TEXTO FUENTE:
MB: Qué difícil diferenciar esto… Escucha lo que tengo anotado del día que acabó aquel taller en Sundance: “Gabo se ha marchado como llegó, sin saludar. Los talleristas nos hemos quedado huérfanos de su lucidez feroz y de su ironía. Sin su inspiración han surgido discusiones entre nosotros, peleas estúpidas…”. Recuerdo que cuando Gabo se fue nos quedamos en silencio, mirándonos entre nosotros con rabia, frustrados, supongo que tristes. Aquel taller tuvo un impacto tremendo en todos nosotros. Nos cambió. Algunos nos seguimos viendo décadas después… Además, aquella noche hubo un eclipse total de luna, lo puedes comprobar en internet, fue el 17 de Agosto… (risas). Luego nos vimos con tu padre y con tu madre muchas veces, en Barcelona, en el DF, o en su casa de La Habana, en aquellas tertulias interminables en las que él se quedaba dormido sin complejos mientras los demás seguíamos charlando… Cuando venía a Madrid me invitaba a cenar en Casa Lucio; en Los Ángeles comíamos contigo aquella carne en West Hollywood… A Gabo le gustaba aquella frase del Che Guevara, “la nostalgia empieza por la comida”… No sabes cuántas veces he imaginado aquel coche deportivo cruzando las autopistas de Utah a toda velocidad, con Robert Redford al volante y Gabo a su lado, los dos callados, admirándose en silencio. Como nos contaba que hacían en Japón los amigos cuando se visitan, quedarse callados durante horas, y luego se van sin despedirse. De alguna manera, Rodrigo, tu padre fue novelista porque no podía ser cineasta, y de repente su hijo es un cineasta muy reconocido… Qué ironía.

RG: No era una cosa u otra porque cuando llegó a México había escrito ‘La hojarasca’, ‘La mala hora’, ‘El coronel no tiene quien le escriba’… Ya era un escritor, pero yo creo que él hubiera querido intentar ambas cosas. Siempre estaba esa cosa de preguntarse, ¿esta historia será mejor cuento o será mejor película…? Pero sí, un poco del ímpetu que le llevó a escribir ‘Cien años de soledad’ nació por haber tenido un éxito limitado como cineasta.

Datos guardados:
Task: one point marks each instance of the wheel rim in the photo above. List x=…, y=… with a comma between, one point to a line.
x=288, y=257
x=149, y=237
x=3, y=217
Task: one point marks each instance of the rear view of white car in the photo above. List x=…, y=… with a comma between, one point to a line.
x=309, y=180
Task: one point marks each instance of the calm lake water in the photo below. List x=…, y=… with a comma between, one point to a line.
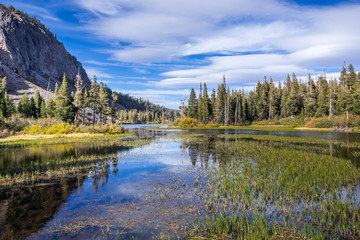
x=135, y=196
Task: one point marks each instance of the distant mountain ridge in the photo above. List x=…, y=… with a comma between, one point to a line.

TAREA 1: Enumera todos los títulos que aparecen entre comillas simples en el texto fuente.
TAREA 2: Reproduce sin cambios el fragmento del texto fuente que va desde "RG: No era una" hasta "limitado como cineasta.".

SOLUCIÓN 1: 'La hojarasca', 'La mala hora', 'El coronel no tiene quien le escriba', 'Cien años de soledad'

SOLUCIÓN 2:
RG: No era una cosa u otra porque cuando llegó a México había escrito ‘La hojarasca’, ‘La mala hora’, ‘El coronel no tiene quien le escriba’… Ya era un escritor, pero yo creo que él hubiera querido intentar ambas cosas. Siempre estaba esa cosa de preguntarse, ¿esta historia será mejor cuento o será mejor película…? Pero sí, un poco del ímpetu que le llevó a escribir ‘Cien años de soledad’ nació por haber tenido un éxito limitado como cineasta.